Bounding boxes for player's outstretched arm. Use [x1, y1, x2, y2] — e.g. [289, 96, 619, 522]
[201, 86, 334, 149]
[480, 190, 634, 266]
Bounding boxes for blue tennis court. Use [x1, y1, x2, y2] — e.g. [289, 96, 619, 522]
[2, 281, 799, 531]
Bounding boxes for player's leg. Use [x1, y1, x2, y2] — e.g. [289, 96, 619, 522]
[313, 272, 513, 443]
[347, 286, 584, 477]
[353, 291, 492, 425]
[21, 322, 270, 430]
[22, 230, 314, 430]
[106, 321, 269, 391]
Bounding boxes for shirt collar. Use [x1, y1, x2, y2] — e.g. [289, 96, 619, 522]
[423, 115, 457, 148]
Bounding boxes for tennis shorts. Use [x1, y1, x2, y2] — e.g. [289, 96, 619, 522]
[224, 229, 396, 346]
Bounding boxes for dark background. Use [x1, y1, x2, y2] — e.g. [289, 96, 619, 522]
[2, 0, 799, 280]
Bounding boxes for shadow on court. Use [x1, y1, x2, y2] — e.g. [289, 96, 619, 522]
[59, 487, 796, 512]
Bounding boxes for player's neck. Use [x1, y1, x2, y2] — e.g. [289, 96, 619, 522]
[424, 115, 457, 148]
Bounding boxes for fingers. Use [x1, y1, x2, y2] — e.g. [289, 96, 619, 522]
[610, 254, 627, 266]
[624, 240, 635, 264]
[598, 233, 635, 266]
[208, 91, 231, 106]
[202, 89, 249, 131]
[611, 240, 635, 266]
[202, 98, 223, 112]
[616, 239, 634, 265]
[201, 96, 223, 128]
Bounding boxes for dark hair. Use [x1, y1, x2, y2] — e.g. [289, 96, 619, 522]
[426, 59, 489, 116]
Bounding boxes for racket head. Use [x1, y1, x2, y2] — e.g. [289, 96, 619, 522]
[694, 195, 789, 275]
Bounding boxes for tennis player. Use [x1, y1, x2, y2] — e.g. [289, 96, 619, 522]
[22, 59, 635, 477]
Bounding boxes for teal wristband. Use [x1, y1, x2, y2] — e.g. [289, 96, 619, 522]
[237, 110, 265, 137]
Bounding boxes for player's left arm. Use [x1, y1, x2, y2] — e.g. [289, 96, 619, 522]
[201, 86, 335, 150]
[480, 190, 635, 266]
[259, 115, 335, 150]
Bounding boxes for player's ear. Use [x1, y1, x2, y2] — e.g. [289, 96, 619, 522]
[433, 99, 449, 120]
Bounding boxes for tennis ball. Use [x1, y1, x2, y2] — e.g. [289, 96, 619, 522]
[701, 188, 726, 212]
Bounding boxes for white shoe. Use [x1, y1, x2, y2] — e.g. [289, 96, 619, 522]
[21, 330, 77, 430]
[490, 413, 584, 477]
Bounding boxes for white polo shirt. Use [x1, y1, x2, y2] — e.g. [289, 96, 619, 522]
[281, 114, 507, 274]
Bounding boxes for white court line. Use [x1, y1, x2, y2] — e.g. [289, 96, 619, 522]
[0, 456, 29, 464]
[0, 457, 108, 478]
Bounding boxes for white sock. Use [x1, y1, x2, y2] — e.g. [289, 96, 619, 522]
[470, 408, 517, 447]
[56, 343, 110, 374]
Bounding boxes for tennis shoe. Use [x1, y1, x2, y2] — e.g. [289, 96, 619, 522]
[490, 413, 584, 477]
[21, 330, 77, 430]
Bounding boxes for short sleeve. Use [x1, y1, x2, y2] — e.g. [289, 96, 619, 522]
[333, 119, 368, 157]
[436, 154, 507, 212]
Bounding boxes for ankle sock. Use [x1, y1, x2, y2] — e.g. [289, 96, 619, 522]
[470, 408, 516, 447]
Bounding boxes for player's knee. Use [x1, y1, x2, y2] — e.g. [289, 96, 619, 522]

## Task
Please copy the material above without changing a single word.

## Task answer
Bounding boxes for player's outstretched arm. Use [x1, y1, x2, y2] — e.g. [289, 96, 619, 522]
[201, 86, 334, 149]
[480, 190, 634, 266]
Bounding boxes for blue tennis court. Use [x1, y1, x2, y2] — e.g. [289, 96, 619, 522]
[2, 281, 799, 531]
Bounding boxes for player's leg. Use [x1, y1, x2, y2] — e.g. [289, 96, 619, 522]
[313, 272, 513, 443]
[347, 286, 584, 477]
[353, 291, 492, 425]
[21, 322, 270, 430]
[22, 230, 314, 430]
[106, 321, 269, 391]
Bounding boxes for shirt collar. Use [x1, y1, x2, y2] — e.g. [289, 96, 619, 522]
[423, 115, 457, 148]
Bounding boxes for tennis shorts. Use [x1, y1, x2, y2] — e.g. [289, 96, 619, 522]
[224, 229, 396, 346]
Bounding boxes for dark background. Use [x1, y1, x2, y2] — e.g. [289, 96, 619, 522]
[2, 0, 799, 280]
Bounding boxes for shadow on court. Use [x1, y1, x2, y2] — e.g. [289, 96, 619, 522]
[59, 487, 796, 512]
Bounding boxes for player's neck. Use [x1, y1, x2, y2] — e.g. [289, 96, 619, 522]
[424, 115, 457, 148]
Bounding boxes for fingers. Use [x1, y1, x2, y2] — e.g. [289, 96, 619, 522]
[610, 254, 627, 266]
[624, 240, 635, 264]
[598, 233, 635, 266]
[208, 91, 231, 106]
[202, 89, 249, 131]
[611, 240, 635, 266]
[202, 98, 223, 112]
[616, 239, 634, 265]
[201, 96, 223, 128]
Bounding boxes for dark hair. Use [x1, y1, x2, y2] — e.g. [289, 96, 619, 522]
[426, 59, 489, 116]
Bounding boxes for racket head. Use [x1, y1, x2, y2] — e.g. [289, 96, 619, 522]
[694, 195, 789, 275]
Bounding boxes for tennis player. Use [x1, y1, x2, y2] — e.g. [289, 96, 619, 522]
[22, 59, 635, 477]
Bounding boxes for teal wristband. Use [x1, y1, x2, y2] — e.g. [289, 96, 619, 522]
[237, 110, 265, 137]
Bounding boxes for player's left arm. Use [x1, y1, x2, y2] — e.g. [289, 96, 619, 522]
[201, 86, 335, 150]
[480, 190, 635, 266]
[259, 115, 335, 150]
Bounding boxes for player's ear. Use [x1, y1, x2, y2] — e.g. [289, 96, 619, 522]
[433, 99, 449, 120]
Bounding boxes for tennis ball. Use [x1, y1, x2, y2] — e.g. [289, 96, 619, 522]
[701, 188, 726, 212]
Bounding boxes for white shoe. Use [x1, y1, x2, y2] — e.g. [289, 96, 619, 522]
[21, 330, 77, 430]
[490, 413, 584, 477]
Bounding boxes for white polo shirt. Use [x1, y1, x2, y2] — e.g. [289, 96, 619, 522]
[281, 114, 507, 274]
Bounding boxes for white court line. Use [x1, y1, x2, y2] — e.g. [289, 96, 619, 522]
[0, 456, 29, 464]
[0, 457, 108, 478]
Bounding boxes for white sock. Use [x1, y1, x2, y2] — e.g. [289, 96, 619, 522]
[470, 408, 517, 447]
[56, 343, 110, 374]
Bounding boxes for tennis shoe. Use [x1, y1, x2, y2] — e.g. [289, 96, 619, 522]
[490, 413, 584, 477]
[21, 330, 77, 430]
Bounding boxes for short sleeve. Use [x1, y1, x2, y2] — e.g. [289, 96, 619, 522]
[333, 119, 368, 157]
[436, 154, 507, 212]
Bounding boxes for ankle sock. Use [x1, y1, x2, y2] — e.g. [289, 96, 619, 522]
[470, 408, 516, 447]
Bounding boxes for player's knee. Use [x1, y1, x2, y2] — e.g. [289, 96, 619, 522]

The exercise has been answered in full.